Point placement records:
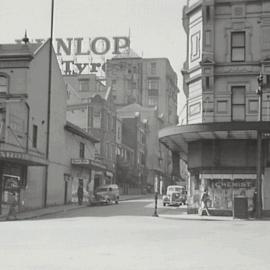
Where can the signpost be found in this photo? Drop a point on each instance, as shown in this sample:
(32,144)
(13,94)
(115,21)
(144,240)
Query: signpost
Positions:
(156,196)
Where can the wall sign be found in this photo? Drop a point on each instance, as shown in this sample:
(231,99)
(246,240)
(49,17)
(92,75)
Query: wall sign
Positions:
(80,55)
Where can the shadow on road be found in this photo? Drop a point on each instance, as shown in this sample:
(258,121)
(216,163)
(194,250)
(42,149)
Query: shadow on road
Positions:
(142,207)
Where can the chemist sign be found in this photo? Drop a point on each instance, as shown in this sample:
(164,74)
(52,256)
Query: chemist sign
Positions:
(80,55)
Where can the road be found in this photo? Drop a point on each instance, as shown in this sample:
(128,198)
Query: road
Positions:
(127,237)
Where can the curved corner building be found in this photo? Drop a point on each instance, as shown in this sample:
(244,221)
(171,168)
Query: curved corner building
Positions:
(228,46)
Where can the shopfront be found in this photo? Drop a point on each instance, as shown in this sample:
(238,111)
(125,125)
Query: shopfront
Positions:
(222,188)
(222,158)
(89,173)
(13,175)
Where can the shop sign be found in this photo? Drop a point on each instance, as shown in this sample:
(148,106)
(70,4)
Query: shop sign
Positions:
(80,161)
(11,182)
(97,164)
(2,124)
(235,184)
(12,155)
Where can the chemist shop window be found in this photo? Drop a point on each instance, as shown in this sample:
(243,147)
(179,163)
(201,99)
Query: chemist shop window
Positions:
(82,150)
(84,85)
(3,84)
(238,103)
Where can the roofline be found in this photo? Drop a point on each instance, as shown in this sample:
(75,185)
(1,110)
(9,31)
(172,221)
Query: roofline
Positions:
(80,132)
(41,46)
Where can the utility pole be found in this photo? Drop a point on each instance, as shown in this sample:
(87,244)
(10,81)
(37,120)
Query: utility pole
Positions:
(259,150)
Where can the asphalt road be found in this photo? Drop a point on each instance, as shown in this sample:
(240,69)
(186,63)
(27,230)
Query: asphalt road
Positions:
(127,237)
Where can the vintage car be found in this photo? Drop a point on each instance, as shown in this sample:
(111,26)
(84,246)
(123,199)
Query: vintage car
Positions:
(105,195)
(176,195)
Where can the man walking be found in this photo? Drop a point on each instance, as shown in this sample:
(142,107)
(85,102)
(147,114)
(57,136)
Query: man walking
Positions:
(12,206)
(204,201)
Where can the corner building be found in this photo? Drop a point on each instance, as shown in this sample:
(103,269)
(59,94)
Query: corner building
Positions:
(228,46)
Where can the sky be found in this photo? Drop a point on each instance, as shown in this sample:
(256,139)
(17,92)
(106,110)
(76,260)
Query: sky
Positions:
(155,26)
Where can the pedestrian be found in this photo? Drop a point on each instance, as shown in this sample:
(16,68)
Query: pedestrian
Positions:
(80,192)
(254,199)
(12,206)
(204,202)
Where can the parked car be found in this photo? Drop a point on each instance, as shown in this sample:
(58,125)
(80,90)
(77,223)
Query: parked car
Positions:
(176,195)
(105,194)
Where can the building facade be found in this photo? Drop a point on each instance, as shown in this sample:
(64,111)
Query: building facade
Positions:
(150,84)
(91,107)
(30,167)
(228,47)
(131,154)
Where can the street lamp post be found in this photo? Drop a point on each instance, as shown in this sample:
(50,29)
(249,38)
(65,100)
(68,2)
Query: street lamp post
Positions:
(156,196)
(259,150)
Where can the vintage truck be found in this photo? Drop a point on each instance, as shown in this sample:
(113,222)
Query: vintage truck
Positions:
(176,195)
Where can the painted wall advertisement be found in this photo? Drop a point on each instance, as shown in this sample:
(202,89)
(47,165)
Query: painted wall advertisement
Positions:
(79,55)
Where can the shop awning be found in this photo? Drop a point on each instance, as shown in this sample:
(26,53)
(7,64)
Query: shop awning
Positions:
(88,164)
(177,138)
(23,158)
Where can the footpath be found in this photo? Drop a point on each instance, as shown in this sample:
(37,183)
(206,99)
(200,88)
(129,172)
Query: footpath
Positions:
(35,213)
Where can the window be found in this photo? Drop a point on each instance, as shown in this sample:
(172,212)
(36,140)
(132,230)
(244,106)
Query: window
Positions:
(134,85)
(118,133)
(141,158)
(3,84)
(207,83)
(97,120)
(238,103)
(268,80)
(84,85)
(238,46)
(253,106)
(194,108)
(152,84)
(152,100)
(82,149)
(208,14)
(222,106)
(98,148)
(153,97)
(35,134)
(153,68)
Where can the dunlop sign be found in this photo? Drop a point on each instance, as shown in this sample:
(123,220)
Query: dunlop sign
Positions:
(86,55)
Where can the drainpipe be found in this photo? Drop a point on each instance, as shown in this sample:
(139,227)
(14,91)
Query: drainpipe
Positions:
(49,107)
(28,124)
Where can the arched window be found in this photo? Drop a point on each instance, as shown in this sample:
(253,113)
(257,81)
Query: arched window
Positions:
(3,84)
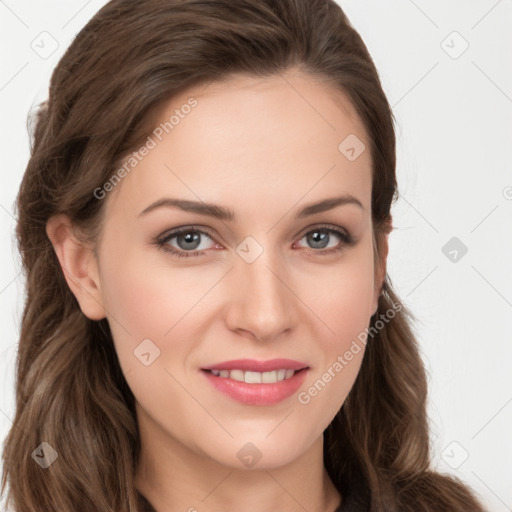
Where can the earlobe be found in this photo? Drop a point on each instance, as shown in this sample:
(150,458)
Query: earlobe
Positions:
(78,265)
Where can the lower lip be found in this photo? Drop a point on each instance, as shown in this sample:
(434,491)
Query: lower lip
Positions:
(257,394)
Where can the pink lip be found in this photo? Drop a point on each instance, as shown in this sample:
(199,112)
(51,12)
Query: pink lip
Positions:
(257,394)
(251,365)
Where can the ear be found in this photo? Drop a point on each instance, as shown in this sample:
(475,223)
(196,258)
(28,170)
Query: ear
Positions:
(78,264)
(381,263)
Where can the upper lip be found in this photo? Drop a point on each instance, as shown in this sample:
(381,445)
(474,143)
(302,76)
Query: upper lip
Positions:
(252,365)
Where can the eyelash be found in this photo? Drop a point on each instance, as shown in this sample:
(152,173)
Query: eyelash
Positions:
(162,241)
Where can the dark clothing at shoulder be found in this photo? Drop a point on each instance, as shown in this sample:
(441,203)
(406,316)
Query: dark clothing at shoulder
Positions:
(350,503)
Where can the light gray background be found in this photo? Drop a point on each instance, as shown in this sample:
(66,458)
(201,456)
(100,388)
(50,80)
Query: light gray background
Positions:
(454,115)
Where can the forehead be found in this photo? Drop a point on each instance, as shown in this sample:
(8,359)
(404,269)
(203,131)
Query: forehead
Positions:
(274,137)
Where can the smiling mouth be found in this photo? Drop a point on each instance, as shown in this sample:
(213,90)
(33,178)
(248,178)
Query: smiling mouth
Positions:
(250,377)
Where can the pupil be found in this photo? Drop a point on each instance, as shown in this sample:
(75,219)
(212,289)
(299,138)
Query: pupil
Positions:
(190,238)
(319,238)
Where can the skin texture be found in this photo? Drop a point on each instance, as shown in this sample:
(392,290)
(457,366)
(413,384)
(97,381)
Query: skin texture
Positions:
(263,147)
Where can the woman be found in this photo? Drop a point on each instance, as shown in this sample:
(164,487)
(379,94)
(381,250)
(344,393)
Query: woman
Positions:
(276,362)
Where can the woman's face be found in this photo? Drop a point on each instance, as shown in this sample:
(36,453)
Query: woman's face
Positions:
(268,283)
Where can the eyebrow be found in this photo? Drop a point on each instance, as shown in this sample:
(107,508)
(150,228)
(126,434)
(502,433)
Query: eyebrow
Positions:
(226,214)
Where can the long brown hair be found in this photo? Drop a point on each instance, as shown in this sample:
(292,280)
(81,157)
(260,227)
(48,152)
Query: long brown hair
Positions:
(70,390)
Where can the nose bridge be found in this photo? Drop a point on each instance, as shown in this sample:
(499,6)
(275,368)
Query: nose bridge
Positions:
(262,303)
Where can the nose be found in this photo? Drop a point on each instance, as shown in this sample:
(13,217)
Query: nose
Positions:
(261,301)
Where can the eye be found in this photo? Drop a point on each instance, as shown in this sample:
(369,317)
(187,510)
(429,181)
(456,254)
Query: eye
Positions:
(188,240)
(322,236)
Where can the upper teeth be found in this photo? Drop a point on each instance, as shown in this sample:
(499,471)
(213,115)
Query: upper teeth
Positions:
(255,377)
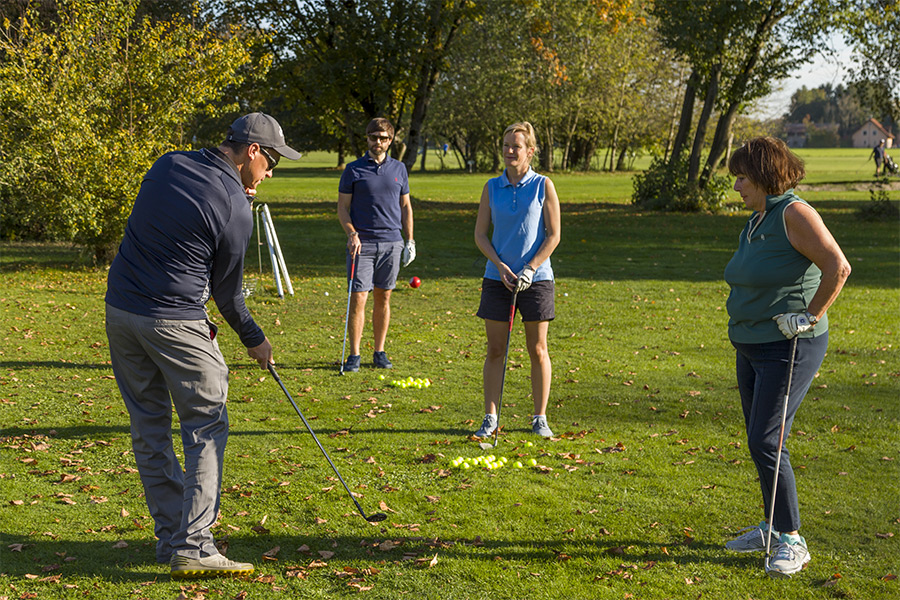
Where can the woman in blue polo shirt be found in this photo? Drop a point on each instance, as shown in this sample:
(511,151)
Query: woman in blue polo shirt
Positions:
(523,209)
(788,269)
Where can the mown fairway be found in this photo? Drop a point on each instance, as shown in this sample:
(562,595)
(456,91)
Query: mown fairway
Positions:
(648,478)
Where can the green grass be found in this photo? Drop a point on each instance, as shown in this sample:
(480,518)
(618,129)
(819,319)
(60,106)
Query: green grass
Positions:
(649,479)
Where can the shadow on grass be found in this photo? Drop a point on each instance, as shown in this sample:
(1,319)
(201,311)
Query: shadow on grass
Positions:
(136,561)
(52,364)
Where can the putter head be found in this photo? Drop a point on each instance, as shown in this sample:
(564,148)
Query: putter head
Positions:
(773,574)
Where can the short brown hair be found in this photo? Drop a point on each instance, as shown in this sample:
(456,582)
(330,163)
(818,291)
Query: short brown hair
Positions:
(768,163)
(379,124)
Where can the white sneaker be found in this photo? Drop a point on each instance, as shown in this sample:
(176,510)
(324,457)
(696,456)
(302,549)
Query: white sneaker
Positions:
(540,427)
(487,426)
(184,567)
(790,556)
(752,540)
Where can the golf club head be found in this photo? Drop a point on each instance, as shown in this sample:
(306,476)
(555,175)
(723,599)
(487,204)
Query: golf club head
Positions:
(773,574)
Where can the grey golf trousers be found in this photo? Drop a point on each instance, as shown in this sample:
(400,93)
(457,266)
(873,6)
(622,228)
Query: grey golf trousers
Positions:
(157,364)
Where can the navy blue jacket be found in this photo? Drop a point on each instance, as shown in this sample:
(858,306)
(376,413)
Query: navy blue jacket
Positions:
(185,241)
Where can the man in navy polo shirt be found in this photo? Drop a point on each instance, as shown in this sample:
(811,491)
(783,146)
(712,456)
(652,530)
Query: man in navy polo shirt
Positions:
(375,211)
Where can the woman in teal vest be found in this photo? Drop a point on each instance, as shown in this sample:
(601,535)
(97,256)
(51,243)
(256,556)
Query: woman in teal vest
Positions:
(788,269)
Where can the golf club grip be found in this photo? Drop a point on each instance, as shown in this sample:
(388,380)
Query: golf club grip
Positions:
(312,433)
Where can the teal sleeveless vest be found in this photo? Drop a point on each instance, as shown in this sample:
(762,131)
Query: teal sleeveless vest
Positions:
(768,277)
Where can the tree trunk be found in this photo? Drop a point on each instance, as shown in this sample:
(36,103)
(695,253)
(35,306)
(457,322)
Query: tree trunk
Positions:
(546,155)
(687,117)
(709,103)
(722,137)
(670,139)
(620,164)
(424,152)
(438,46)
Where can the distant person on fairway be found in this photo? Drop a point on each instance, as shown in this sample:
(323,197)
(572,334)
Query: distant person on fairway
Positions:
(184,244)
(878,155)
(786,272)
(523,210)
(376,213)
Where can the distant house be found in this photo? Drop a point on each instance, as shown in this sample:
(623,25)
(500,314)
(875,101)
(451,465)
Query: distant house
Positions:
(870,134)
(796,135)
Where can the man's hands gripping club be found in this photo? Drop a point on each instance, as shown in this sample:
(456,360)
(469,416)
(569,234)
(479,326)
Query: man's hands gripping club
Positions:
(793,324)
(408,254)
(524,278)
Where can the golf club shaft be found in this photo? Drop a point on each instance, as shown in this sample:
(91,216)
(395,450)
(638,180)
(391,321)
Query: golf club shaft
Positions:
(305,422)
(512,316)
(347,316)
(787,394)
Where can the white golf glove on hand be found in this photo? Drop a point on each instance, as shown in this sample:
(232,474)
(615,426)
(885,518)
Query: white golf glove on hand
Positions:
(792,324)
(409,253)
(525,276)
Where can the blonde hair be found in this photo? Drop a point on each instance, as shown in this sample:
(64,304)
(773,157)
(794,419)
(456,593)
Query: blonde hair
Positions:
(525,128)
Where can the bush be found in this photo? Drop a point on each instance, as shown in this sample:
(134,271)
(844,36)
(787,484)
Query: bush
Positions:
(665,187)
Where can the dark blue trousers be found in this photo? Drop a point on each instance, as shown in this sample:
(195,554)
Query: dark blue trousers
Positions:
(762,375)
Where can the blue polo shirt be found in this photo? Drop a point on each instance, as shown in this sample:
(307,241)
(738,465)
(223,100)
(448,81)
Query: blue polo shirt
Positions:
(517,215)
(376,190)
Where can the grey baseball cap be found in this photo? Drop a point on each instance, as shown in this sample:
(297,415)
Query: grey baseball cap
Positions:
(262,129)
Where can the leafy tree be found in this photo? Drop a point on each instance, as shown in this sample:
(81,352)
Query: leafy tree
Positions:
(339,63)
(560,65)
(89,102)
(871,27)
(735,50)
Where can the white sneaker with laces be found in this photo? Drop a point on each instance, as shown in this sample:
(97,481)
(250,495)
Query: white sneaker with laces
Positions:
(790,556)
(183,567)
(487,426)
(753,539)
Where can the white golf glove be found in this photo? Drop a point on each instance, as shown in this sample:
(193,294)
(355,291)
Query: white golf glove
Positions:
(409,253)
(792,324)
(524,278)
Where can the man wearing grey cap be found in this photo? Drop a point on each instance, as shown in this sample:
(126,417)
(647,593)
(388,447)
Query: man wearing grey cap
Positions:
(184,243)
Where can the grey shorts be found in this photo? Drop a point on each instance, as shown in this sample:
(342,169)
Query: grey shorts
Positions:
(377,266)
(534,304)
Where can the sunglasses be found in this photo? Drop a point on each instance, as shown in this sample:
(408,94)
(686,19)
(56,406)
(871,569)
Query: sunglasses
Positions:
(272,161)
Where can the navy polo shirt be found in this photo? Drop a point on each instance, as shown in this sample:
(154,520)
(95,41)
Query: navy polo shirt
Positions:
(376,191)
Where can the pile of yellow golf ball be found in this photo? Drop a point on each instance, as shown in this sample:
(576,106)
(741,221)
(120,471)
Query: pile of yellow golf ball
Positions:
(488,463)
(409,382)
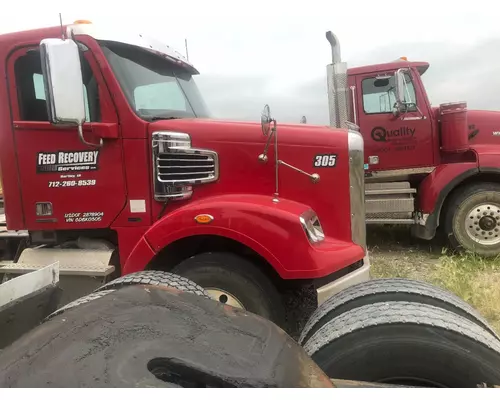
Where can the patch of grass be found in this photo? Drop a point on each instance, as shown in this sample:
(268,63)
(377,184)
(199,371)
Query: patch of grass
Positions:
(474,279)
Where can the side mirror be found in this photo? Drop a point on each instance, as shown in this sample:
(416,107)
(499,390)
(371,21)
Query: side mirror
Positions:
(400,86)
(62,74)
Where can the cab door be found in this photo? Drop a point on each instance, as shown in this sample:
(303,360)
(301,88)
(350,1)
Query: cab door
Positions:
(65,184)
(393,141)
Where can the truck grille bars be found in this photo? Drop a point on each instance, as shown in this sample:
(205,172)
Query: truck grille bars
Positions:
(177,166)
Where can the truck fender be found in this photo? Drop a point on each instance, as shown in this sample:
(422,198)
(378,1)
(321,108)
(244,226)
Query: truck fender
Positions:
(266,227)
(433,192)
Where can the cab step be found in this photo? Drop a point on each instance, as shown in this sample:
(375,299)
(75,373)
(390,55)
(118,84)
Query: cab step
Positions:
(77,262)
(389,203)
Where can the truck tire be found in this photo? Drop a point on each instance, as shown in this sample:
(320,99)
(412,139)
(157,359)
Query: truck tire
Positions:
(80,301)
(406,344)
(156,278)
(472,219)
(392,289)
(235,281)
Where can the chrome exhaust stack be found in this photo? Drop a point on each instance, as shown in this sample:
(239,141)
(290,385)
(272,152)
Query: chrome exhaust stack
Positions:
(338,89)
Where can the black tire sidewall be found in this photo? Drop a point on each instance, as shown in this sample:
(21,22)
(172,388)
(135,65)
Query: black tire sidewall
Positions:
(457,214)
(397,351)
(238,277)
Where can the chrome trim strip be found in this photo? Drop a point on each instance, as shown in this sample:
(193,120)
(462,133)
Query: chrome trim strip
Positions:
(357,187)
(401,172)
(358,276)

EXERCISE GOAL → Print only the lines from the one with "Where can the truck fender" to the end of the records, both included.

ANSWER BELOW →
Where can the truck fender be found in this photo? Drop a point on each instance, as shown in this sample:
(422,198)
(378,1)
(321,108)
(244,226)
Query: truck fender
Positions:
(266,227)
(433,192)
Where can the cab step be found in this photo? Drop a point on each instance, as shown in this sample:
(375,299)
(75,373)
(390,55)
(118,84)
Query: cab step
Positions:
(77,262)
(389,203)
Where can the truck tire be found in this photo? Drop a point on each instance, as shown in this sample:
(320,99)
(412,139)
(157,359)
Query: truck tire
Positions:
(80,301)
(406,344)
(156,278)
(472,219)
(392,289)
(235,281)
Where can the chrome exhaust stack be found in this photo? Drop a point on each instance, as shown in this sample:
(239,141)
(290,385)
(272,152)
Query: chrome exhaust stack
Positions:
(338,89)
Where can the black tire sidewall be found in this photo? Drop a point on each instance, as shown in this sample:
(21,22)
(172,388)
(135,65)
Query: black tire sidewall
Positions:
(457,214)
(397,351)
(238,277)
Where can the chrome trim strip be found in this photo? Drop a point on each instance, as shown in this sample:
(193,120)
(462,133)
Query: chrome trim strip
Positions:
(357,187)
(401,172)
(358,276)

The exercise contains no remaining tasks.